Dataset excerpt:
_____

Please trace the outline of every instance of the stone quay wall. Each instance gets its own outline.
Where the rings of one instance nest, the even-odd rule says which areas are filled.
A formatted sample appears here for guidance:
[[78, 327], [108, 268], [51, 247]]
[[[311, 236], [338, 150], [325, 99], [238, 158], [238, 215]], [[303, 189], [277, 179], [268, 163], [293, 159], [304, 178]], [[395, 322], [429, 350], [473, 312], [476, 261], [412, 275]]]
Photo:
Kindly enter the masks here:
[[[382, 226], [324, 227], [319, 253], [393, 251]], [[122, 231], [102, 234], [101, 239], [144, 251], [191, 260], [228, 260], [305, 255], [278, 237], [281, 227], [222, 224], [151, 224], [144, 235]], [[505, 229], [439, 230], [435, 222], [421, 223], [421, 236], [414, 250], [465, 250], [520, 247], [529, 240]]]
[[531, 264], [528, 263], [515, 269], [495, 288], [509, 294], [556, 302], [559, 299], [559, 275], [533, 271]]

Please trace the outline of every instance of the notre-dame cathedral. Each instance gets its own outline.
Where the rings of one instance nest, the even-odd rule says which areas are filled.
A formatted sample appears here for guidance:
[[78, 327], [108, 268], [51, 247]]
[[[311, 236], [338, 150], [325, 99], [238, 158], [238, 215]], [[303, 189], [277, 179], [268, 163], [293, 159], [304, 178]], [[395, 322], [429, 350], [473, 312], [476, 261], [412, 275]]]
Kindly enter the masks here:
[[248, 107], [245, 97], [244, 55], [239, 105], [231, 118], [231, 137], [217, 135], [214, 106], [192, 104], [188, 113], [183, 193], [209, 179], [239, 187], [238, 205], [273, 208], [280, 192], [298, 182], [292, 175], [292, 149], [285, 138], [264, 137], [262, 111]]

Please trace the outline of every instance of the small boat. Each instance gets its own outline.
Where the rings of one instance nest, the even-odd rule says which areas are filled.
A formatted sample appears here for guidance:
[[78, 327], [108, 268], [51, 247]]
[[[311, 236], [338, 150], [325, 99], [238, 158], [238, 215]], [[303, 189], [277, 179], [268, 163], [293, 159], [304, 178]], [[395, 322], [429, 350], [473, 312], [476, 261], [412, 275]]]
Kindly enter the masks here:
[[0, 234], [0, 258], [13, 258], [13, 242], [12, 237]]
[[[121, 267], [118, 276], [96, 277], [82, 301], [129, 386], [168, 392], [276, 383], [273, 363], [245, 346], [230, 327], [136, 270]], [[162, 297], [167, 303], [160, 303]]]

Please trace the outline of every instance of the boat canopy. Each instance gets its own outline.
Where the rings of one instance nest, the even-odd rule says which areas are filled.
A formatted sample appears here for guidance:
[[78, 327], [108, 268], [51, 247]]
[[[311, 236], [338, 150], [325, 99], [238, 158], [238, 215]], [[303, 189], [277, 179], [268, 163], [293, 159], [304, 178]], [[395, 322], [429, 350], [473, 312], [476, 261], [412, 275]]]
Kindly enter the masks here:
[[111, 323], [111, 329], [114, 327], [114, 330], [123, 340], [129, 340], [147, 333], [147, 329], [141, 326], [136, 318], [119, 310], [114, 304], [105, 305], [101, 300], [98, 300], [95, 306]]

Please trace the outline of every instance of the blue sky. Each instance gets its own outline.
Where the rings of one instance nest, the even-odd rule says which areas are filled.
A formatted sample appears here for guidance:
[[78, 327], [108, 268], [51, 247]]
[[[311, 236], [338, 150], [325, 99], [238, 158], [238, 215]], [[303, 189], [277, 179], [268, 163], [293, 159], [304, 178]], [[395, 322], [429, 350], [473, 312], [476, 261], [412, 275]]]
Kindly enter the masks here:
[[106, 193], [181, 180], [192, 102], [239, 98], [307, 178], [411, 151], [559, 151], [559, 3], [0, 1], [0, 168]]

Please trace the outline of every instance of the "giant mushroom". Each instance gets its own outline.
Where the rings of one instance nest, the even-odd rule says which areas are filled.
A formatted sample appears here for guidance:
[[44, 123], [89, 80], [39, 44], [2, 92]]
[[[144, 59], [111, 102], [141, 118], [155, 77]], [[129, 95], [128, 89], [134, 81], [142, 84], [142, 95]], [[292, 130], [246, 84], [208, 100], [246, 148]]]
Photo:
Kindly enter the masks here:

_____

WRITTEN TASK:
Reproduce the material above word for word, from its first line through its last, without any alteration.

OUTPUT FOR THIS EXERCISE:
Please trace the outline of every instance of the stone quay wall. Each instance gets its own outline.
Where the rings of one instance nest, the even-odd rule says which areas are filled.
A formatted sample appears here for guidance:
[[78, 327], [108, 268], [51, 247]]
[[[311, 236], [338, 150], [325, 99], [238, 158], [238, 215]], [[303, 189], [277, 179], [268, 163], [293, 159], [304, 178]], [[395, 322], [429, 350], [473, 312], [476, 261], [412, 275]]]
Photo:
Kindly enter the masks here:
[[[382, 226], [324, 227], [319, 253], [393, 251]], [[122, 231], [102, 234], [101, 239], [144, 251], [191, 260], [228, 260], [305, 255], [278, 237], [281, 227], [222, 224], [151, 224], [144, 235]], [[505, 229], [439, 230], [435, 222], [421, 223], [421, 236], [414, 250], [465, 250], [520, 247], [529, 240]]]
[[531, 264], [528, 263], [515, 269], [495, 288], [509, 294], [556, 302], [559, 299], [559, 275], [533, 271]]

Please trace the outline of every instance of the notre-dame cathedral. Each instance gets its own outline.
Where the rings of one instance nest, the even-odd rule says which areas are filled.
A formatted sample appears here for guidance:
[[78, 327], [108, 268], [51, 247]]
[[[311, 236], [338, 150], [325, 99], [238, 158], [238, 215]], [[303, 189], [277, 179], [268, 163], [293, 159], [304, 178]], [[395, 322], [429, 350], [473, 312], [476, 261], [412, 275]]]
Kindly enter the masks here:
[[248, 107], [245, 97], [244, 55], [239, 105], [231, 118], [231, 137], [217, 135], [214, 106], [192, 104], [188, 113], [183, 193], [209, 179], [239, 187], [238, 205], [273, 208], [280, 192], [298, 182], [292, 175], [292, 149], [285, 138], [264, 137], [262, 111]]

Please trace the outline of every instance of the small boat. Each instance gets its own outline.
Where the rings of one instance nest, the even-odd rule says which areas are filled.
A formatted sample appears here for guidance:
[[78, 327], [108, 268], [51, 247]]
[[[311, 236], [338, 150], [325, 99], [238, 158], [238, 215]], [[303, 189], [277, 179], [268, 163], [293, 159], [304, 178]], [[395, 322], [429, 350], [473, 312], [476, 261], [412, 275]]]
Kindly enter the masks here:
[[0, 234], [0, 258], [13, 258], [13, 242], [12, 237]]
[[[121, 267], [118, 276], [96, 277], [82, 301], [129, 386], [168, 392], [276, 383], [273, 363], [245, 346], [230, 327], [136, 270]], [[162, 297], [167, 303], [160, 303]]]

Please trace the outline of every instance of the boat canopy. Each instance gets its own outline.
Where the rings of one instance nest, the even-odd rule says which areas are filled.
A formatted sample appears here for guidance:
[[78, 327], [108, 268], [51, 247]]
[[[311, 236], [338, 150], [325, 99], [238, 158], [238, 215]], [[303, 189], [277, 179], [268, 163], [293, 159], [304, 178]], [[395, 322], [429, 350], [473, 312], [476, 261], [412, 275]]]
Kindly enter the masks here:
[[111, 323], [111, 329], [114, 327], [114, 330], [123, 340], [129, 340], [147, 333], [147, 329], [141, 326], [136, 318], [119, 310], [114, 304], [105, 305], [101, 300], [98, 300], [95, 306]]

Please trace the outline of every instance of the blue sky. Each instance gets its own outline.
Where the rings of one instance nest, the even-odd rule says which areas are filled.
A formatted sample appears here for guidance:
[[78, 327], [108, 268], [51, 247]]
[[[311, 236], [338, 150], [325, 99], [238, 158], [238, 215]], [[303, 189], [277, 179], [268, 163], [293, 159], [304, 178]], [[395, 322], [429, 350], [473, 312], [476, 261], [412, 275]]]
Kindly enter the masks here:
[[106, 193], [181, 180], [192, 102], [239, 98], [307, 178], [411, 151], [559, 151], [559, 3], [0, 1], [0, 168]]

Please trace the outline of every instance of the "giant mushroom". Each instance gets its own outline.
Where the rings of one instance nest, the even-odd rule says which areas are filled.
A formatted sample appears here for guidance:
[[44, 123], [89, 80], [39, 44], [2, 92]]
[[[144, 59], [111, 102], [141, 118], [155, 77]], [[129, 95], [128, 89], [134, 81], [142, 84], [142, 95]], [[292, 130], [246, 84], [208, 100], [246, 148]]]
Photo:
Kindly enter the masks here:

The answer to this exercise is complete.